# Logic 10.1 Announced



## stonzthro (Jan 21, 2015)

Lots and lots of changes/fixes and new content!

http://support.apple.com/en-us/HT203718


----------



## Ned Bouhalassa (Jan 21, 2015)

>8o >8o >8o


----------



## lpuser (Jan 21, 2015)

And it´s worth noting that Redmatica´s AutoSampler is now back as a separate plugin in MainStage.


----------



## ThomasL (Jan 21, 2015)

Just wow!


----------



## samphony (Jan 21, 2015)

I'm blown away


----------



## dinerdog (Jan 21, 2015)

Downloading now. :D


----------



## Dryden.Chambers (Jan 21, 2015)

Its certainly not garageband pro is it : )


----------



## windshore (Jan 21, 2015)

Could have just called it Logic 11


----------



## Marius Masalar (Jan 21, 2015)

Holy crap this is a big update.

Some highlights:

- Smart quantization! ("proportionally corrects the timing and length of notes to preserve the musicality of your original performance)
- New Drum Machine Designer
- New compressor models & interface!
- Retro Synth now does custom wavetables too!
- Mixer now allows remote control of microphone and other input settings for compatible audio interfaces
- Plug-in Manager
- Alternatives can now be exported as fully independent projects
- It's now possible to create more than one Drummer track per song
- Console-style VCA faders in the mixer
- When Logic extracts audio from a movie file, it now creates a time-stamped Broadcast Wave file
- Logic now properly distinguishes between and supports 24 fps and 23976 fps time code

And some things borrowed from Ableton:

- Automation can now be part of a region, not just the track
- New Collapse view option in the Piano Roll Editor

Brilliant. So happy with how this new version is being handled!


----------



## Nick Batzdorf (Jan 21, 2015)

• _SHORT TASK A_
Update the Logic 10.1 thread, starting with "And some things" and going on through "is being handled!", with "Ableton" replaced by "Bitwig".
• _SHORT TASK B_
In the Logic 10.1 thread, what does Logic now create when it extracts audio from a movie file?

• _EXTRACTED DATA_
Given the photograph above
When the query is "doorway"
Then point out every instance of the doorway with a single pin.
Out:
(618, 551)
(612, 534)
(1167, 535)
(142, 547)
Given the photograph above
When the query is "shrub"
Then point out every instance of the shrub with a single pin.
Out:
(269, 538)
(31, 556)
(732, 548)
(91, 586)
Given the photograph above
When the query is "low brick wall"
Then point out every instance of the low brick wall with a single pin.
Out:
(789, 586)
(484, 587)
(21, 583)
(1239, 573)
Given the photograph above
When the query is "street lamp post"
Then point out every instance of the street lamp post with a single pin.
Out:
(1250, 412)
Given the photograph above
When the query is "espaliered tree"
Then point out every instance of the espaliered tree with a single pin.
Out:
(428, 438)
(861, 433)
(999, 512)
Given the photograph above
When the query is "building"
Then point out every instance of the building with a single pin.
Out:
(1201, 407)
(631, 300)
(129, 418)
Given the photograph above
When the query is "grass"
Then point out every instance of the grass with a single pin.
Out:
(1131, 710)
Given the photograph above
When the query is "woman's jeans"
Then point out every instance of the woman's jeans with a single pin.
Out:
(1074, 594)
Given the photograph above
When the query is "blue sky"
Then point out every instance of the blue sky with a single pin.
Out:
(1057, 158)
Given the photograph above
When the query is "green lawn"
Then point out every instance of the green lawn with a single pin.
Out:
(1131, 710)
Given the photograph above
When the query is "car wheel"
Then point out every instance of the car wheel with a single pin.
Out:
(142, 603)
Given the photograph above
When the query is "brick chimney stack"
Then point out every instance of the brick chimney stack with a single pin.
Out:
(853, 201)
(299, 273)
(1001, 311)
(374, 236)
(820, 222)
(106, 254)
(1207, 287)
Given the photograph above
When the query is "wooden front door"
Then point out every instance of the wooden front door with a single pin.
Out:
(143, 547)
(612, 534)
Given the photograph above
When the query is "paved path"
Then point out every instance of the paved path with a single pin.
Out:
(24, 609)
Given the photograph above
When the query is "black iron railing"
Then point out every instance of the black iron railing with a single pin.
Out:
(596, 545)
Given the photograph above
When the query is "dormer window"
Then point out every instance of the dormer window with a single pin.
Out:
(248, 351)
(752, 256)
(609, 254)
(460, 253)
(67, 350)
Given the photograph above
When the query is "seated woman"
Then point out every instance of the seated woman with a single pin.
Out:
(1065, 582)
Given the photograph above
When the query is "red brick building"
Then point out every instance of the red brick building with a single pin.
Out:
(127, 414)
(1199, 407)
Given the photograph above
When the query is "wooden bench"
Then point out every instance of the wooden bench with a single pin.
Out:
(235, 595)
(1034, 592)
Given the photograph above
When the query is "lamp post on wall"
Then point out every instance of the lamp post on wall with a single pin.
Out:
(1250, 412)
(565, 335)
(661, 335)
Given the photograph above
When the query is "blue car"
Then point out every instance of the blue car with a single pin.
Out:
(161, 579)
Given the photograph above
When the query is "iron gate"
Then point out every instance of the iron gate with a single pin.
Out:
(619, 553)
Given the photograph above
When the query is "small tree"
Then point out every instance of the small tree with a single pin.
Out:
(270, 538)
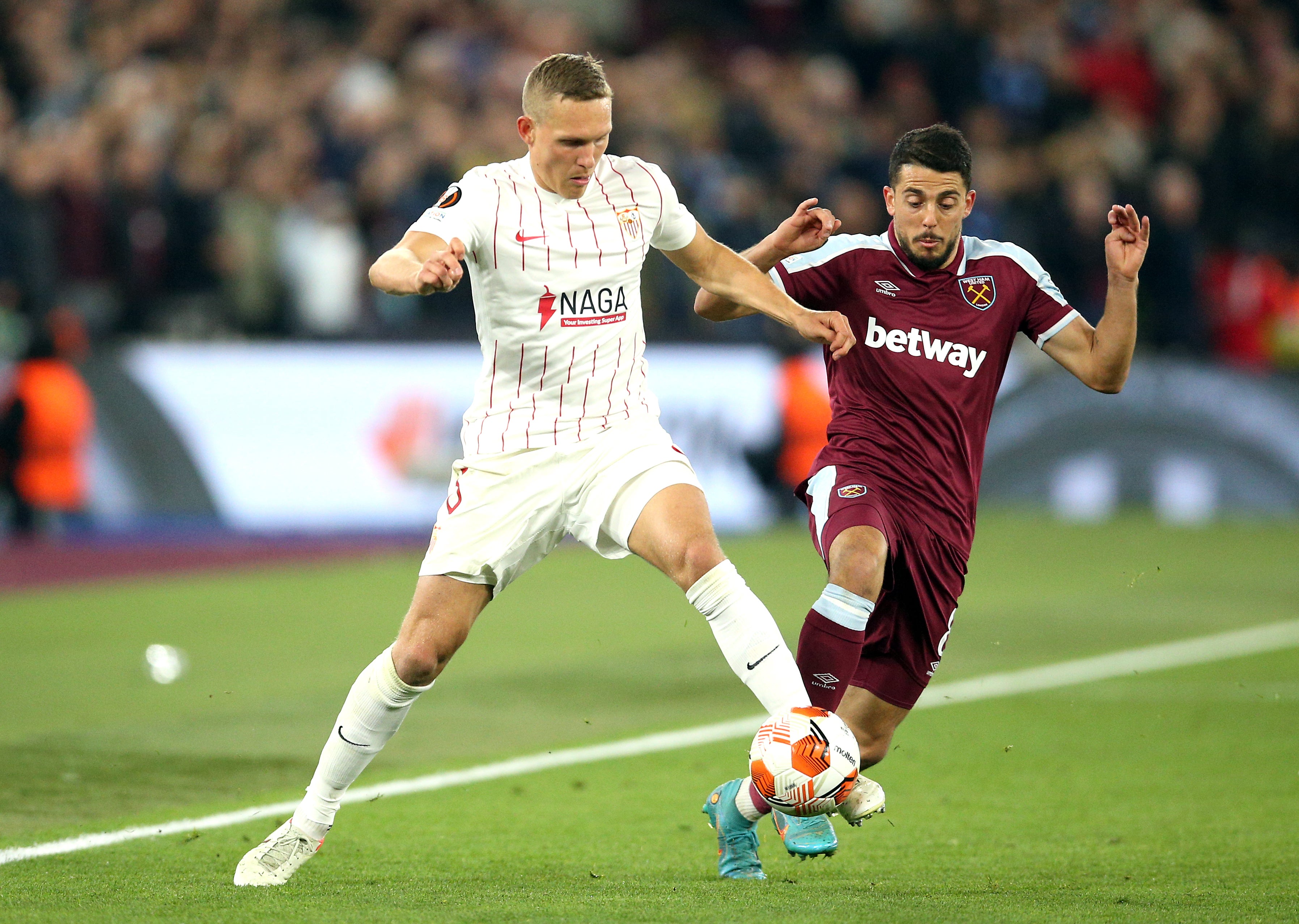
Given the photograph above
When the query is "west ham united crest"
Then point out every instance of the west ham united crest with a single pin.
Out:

• _COMPLETE ANSWER A_
And some things borrowed from Bitwig:

- Automation can now be part of a region, not just the track
- New Collapse view option in the Piano Roll Editor

Brilliant. So happy with how this new version is being handled!

• _COMPLETE ANSWER B_
A time-stamped Broadcast Wave file.